Region outline entries
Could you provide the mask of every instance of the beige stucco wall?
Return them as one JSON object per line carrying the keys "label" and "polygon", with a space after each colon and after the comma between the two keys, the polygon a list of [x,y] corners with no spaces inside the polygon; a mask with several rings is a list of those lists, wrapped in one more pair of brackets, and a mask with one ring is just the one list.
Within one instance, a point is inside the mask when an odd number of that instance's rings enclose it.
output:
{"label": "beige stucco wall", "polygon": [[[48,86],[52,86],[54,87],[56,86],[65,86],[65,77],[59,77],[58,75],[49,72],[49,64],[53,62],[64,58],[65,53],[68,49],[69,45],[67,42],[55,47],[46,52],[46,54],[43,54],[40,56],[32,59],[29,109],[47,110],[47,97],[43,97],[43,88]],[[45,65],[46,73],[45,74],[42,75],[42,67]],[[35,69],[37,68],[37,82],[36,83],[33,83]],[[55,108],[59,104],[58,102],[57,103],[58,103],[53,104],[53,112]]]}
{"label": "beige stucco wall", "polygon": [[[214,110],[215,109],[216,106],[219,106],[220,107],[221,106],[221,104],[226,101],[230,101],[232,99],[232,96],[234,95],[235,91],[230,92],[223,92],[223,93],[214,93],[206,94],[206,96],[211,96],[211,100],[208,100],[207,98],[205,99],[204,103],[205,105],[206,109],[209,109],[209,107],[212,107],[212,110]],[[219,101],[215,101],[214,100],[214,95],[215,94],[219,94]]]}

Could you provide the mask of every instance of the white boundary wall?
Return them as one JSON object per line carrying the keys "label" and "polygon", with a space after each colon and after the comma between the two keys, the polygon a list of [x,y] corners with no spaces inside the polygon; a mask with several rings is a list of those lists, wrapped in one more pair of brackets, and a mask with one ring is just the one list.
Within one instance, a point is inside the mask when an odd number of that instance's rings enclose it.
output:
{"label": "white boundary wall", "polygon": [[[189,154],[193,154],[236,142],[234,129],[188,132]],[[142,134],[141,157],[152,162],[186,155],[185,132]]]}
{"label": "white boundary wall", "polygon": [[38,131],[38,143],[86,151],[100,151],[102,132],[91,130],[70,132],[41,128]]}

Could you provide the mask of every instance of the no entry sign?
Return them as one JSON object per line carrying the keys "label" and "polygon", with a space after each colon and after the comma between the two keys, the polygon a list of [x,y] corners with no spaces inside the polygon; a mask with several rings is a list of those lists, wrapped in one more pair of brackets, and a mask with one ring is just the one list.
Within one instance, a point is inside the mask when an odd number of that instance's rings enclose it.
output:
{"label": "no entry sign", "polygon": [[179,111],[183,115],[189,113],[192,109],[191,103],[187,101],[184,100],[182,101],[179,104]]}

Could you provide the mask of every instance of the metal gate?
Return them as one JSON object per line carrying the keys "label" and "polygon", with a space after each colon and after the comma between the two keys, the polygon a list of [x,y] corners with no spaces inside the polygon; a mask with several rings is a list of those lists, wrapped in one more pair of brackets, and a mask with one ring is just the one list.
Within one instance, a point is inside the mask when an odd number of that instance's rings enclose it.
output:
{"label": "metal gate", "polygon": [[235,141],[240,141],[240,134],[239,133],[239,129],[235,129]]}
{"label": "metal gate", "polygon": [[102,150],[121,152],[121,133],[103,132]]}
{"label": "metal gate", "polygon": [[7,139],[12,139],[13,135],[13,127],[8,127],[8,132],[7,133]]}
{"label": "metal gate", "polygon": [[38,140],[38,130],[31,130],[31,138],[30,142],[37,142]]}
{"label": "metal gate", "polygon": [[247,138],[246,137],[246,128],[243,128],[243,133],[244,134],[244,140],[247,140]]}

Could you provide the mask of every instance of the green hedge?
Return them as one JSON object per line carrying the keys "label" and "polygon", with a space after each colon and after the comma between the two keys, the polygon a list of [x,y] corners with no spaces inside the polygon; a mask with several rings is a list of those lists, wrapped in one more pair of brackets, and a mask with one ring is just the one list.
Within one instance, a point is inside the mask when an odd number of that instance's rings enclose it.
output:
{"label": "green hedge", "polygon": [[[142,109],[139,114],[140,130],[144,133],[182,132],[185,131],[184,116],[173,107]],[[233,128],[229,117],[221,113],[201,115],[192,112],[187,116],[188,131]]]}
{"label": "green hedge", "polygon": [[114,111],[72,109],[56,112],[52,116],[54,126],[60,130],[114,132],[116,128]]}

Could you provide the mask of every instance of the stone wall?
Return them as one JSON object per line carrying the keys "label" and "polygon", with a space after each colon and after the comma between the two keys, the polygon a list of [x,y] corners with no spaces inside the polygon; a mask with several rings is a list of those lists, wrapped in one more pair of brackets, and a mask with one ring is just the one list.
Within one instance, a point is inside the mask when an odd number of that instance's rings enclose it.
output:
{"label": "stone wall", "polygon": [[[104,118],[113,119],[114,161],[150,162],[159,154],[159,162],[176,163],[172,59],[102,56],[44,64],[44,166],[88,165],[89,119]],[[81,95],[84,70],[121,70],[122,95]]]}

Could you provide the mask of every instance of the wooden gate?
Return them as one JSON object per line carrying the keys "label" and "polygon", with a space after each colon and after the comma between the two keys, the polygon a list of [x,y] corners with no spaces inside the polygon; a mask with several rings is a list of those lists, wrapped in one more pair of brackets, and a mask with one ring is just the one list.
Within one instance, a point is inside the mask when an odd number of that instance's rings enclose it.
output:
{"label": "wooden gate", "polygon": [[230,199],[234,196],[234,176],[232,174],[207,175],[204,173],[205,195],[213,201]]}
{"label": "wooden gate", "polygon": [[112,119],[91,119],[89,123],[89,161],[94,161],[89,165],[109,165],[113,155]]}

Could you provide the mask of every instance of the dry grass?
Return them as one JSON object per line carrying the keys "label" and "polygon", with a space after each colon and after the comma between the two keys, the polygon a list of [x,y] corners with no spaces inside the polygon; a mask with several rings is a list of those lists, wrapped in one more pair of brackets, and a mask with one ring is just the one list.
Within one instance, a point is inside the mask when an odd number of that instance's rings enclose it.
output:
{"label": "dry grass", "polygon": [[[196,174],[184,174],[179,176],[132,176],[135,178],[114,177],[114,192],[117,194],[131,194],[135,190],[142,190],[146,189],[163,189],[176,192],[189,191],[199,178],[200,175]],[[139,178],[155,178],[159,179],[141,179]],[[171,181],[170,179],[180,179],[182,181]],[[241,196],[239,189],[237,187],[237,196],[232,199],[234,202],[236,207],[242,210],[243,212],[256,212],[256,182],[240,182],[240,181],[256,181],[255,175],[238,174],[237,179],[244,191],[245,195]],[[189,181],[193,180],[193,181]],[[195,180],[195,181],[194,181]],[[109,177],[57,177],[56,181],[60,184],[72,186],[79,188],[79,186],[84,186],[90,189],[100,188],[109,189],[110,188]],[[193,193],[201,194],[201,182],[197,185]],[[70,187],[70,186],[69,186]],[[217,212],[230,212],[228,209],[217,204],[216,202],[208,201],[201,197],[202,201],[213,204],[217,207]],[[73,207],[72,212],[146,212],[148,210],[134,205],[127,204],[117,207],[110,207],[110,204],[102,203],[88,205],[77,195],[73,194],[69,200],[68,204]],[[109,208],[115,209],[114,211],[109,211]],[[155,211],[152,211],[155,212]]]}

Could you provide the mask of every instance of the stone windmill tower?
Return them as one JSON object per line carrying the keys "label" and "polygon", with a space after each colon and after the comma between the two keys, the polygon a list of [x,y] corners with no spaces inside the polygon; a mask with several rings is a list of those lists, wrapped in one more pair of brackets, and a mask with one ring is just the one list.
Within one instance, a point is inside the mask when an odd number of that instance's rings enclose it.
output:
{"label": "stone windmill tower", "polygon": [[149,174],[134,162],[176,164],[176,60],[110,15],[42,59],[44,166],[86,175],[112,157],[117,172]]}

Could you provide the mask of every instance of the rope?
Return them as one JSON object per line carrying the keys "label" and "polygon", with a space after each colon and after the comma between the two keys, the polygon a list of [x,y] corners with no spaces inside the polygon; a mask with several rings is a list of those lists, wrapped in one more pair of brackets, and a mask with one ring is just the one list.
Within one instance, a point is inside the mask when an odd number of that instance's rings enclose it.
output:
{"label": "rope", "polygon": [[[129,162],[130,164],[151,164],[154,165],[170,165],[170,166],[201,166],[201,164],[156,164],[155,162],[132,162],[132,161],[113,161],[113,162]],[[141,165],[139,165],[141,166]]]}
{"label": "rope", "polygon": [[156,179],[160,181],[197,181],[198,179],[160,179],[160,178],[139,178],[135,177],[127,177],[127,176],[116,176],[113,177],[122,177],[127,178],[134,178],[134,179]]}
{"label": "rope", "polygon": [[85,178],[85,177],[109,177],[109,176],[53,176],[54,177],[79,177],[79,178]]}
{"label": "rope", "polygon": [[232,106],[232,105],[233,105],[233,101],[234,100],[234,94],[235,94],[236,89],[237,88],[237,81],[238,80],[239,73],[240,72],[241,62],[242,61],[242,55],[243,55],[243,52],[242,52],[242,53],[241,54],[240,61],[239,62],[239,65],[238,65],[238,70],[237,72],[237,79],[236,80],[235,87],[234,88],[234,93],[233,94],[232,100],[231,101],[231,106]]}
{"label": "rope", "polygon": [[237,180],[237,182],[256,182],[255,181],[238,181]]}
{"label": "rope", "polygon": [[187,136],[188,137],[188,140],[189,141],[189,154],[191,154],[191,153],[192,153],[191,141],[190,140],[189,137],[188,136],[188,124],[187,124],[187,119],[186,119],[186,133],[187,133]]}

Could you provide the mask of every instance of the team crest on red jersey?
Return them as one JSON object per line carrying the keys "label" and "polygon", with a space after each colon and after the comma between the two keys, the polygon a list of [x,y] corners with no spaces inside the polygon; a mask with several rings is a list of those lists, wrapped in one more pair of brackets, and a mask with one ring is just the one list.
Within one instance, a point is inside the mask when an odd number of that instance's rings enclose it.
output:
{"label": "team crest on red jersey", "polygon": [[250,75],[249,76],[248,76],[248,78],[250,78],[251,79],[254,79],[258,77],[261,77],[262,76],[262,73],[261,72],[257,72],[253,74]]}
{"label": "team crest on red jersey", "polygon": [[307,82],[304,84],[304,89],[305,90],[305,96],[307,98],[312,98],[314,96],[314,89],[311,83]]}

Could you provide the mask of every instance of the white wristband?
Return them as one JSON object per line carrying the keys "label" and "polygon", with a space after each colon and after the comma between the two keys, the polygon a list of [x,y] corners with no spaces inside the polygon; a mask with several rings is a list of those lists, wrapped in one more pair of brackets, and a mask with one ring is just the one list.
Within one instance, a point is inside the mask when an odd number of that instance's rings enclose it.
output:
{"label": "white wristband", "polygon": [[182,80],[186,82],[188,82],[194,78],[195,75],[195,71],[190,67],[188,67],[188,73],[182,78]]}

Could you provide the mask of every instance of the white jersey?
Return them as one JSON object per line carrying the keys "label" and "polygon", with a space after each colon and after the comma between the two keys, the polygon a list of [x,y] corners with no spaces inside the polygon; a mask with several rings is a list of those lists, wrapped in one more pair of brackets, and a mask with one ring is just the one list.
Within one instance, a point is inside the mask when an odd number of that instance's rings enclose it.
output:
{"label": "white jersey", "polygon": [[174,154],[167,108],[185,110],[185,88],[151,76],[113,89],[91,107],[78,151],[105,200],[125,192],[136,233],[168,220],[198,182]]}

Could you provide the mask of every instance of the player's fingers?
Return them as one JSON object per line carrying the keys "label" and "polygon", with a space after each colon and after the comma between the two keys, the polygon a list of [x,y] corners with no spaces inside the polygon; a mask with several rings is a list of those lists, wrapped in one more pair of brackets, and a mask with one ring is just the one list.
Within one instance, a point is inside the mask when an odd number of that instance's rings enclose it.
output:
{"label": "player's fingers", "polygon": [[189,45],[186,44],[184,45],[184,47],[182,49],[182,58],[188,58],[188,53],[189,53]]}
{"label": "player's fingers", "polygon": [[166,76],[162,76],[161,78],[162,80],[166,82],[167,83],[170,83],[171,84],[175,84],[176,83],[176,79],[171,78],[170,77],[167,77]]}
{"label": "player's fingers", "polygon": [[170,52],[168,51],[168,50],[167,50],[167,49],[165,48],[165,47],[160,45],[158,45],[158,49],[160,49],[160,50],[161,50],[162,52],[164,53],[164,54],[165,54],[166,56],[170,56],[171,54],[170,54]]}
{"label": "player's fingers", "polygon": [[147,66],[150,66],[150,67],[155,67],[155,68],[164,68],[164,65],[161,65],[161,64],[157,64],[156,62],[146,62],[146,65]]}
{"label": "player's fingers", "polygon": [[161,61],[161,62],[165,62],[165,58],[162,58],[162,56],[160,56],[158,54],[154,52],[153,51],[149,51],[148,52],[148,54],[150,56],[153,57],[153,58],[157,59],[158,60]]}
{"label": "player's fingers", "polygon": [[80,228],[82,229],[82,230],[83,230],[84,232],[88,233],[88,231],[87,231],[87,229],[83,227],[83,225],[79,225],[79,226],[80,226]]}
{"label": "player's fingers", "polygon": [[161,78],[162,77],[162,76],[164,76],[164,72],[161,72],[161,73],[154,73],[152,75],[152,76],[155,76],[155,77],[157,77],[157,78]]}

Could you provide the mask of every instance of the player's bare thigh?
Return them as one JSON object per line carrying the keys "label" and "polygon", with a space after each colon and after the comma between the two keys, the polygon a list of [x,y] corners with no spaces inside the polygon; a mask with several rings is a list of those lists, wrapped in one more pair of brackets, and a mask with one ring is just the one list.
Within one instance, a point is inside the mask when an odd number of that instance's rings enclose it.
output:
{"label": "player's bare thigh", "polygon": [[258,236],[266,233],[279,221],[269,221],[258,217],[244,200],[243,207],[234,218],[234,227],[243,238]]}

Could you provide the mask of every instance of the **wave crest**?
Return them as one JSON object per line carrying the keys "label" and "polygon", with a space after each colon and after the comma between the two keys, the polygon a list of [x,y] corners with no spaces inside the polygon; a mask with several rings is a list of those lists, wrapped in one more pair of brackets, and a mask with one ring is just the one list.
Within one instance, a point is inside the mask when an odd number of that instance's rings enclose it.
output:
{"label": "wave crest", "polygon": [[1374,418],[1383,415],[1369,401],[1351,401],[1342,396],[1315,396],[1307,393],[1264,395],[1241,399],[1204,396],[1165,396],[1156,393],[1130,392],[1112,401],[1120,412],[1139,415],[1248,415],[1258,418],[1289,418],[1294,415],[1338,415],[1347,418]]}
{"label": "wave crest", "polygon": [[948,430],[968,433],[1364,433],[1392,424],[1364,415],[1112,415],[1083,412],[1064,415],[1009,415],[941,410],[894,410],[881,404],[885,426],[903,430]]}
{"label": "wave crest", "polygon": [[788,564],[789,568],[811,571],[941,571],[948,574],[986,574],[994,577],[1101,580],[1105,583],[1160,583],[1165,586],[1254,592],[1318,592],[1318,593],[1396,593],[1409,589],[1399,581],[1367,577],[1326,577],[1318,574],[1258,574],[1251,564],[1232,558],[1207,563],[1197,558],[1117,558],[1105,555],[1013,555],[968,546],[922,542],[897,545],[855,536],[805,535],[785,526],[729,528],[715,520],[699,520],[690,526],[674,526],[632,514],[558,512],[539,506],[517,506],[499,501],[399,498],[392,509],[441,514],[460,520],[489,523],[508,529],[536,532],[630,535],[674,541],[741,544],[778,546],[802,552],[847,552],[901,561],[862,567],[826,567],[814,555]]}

### What you are asked to do
Write out, word for word, the line containing "Could you provide the mask of every instance of the **wave" and every line after it to the end of the data above.

### Exercise solution
Could you provide the mask of every instance of the **wave crest**?
Return them as one JSON object per line carrying the keys "label" and "polygon", with a space after each colon and after the comma between the two keys, the polygon a list of [x,y] corners with no spaces inside the polygon; a mask with several rings is a list of those lists, wrapped in one more pair of brackets, and a mask with one ring is just the one list.
Within one instance, a point is inside the mask when an odd number of that instance's rings enclose it.
output:
{"label": "wave crest", "polygon": [[1374,418],[1383,415],[1369,401],[1351,401],[1342,396],[1315,396],[1307,393],[1264,395],[1241,399],[1204,396],[1165,396],[1156,393],[1130,392],[1112,401],[1120,412],[1139,415],[1248,415],[1258,418],[1289,418],[1294,415],[1338,415],[1347,418]]}
{"label": "wave crest", "polygon": [[948,430],[968,433],[1364,433],[1392,424],[1364,415],[1112,415],[1083,412],[1064,415],[1009,415],[941,410],[894,410],[881,404],[885,426],[903,430]]}
{"label": "wave crest", "polygon": [[788,564],[789,568],[811,571],[941,571],[948,574],[986,574],[994,577],[1101,580],[1105,583],[1160,583],[1165,586],[1254,592],[1318,592],[1318,593],[1396,593],[1409,589],[1399,581],[1367,577],[1326,577],[1318,574],[1258,574],[1251,564],[1232,558],[1207,563],[1197,558],[1117,558],[1105,555],[1013,555],[968,546],[922,542],[897,545],[855,536],[805,535],[785,526],[729,528],[715,520],[699,520],[690,526],[674,526],[632,514],[558,512],[539,506],[517,506],[499,501],[399,498],[392,509],[441,514],[460,520],[489,523],[508,529],[536,532],[630,535],[674,541],[741,544],[778,546],[802,552],[847,552],[901,561],[862,567],[826,567],[814,555]]}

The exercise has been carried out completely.